§ **What you will do**: Please rewrite every line of the rows below as a numbered list, dropping blank lines and leaving the pictures out.

(Data entries)
■ ■ ■ ■ ■

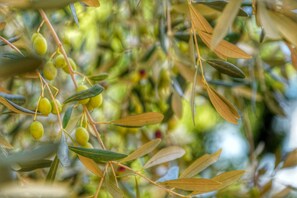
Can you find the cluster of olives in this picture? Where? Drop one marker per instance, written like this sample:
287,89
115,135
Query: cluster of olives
50,68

■ ■ ■ ■ ■

§ **Result of the exercise**:
1. Can you find the cluster of olives in this picture? Where? Drop one marker per instance, written like this sample:
2. 287,89
3. 115,135
4. Query: cluster of olives
5. 50,68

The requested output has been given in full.